(Dataset items)
^^^^^^^^^^^^^^^^
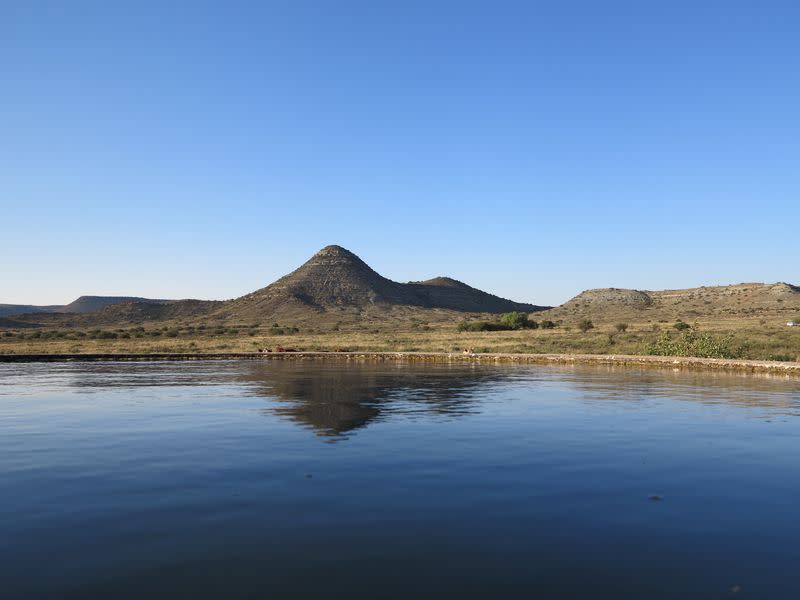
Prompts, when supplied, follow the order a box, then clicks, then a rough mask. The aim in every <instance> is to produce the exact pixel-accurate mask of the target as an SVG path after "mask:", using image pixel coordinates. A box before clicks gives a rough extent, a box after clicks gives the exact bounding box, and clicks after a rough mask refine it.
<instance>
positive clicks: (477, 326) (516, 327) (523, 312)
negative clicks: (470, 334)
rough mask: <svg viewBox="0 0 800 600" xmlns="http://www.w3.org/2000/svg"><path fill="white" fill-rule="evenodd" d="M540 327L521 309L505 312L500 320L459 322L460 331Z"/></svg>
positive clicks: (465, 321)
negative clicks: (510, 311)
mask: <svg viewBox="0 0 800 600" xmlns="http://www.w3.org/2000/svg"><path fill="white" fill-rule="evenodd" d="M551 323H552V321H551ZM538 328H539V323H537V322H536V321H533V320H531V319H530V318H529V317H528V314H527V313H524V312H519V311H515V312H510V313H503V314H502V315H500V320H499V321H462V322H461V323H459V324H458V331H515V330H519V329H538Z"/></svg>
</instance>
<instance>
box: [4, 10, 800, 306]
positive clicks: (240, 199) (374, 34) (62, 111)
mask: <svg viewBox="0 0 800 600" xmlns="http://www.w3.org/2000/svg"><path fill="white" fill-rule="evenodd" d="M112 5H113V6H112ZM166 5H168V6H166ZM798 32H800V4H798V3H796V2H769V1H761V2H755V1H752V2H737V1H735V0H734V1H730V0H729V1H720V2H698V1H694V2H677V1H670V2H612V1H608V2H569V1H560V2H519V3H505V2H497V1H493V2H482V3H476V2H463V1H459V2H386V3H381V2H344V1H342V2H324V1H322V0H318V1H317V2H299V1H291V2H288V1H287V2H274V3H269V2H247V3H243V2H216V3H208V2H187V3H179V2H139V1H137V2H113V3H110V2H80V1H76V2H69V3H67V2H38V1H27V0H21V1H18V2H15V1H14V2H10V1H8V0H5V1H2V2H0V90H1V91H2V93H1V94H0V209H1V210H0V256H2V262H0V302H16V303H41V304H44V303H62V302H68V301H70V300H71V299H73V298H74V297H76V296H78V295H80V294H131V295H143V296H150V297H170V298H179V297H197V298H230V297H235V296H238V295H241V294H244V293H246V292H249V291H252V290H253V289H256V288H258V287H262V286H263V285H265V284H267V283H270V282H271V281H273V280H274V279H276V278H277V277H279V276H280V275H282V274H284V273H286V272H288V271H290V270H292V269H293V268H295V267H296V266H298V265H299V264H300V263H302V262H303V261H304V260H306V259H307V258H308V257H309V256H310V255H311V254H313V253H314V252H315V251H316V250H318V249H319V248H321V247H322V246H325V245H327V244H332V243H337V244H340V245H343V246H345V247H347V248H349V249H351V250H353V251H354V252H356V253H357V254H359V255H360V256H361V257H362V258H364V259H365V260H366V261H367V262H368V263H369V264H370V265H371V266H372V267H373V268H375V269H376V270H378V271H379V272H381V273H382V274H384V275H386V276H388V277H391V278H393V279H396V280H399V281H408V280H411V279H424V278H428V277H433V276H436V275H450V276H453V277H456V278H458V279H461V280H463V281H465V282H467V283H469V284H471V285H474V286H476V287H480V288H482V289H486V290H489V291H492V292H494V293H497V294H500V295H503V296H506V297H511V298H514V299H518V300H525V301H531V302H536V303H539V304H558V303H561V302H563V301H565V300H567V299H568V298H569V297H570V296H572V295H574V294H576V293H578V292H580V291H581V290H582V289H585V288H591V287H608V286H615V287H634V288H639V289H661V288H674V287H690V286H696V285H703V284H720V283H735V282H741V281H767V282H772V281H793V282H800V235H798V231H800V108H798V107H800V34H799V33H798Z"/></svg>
^^^^^^^^^^^^^^^^
_WHAT THE EXERCISE ASKS_: How many lines of the records contain the string "negative"? Reply with the number alone.

_EXERCISE ANSWER_: 2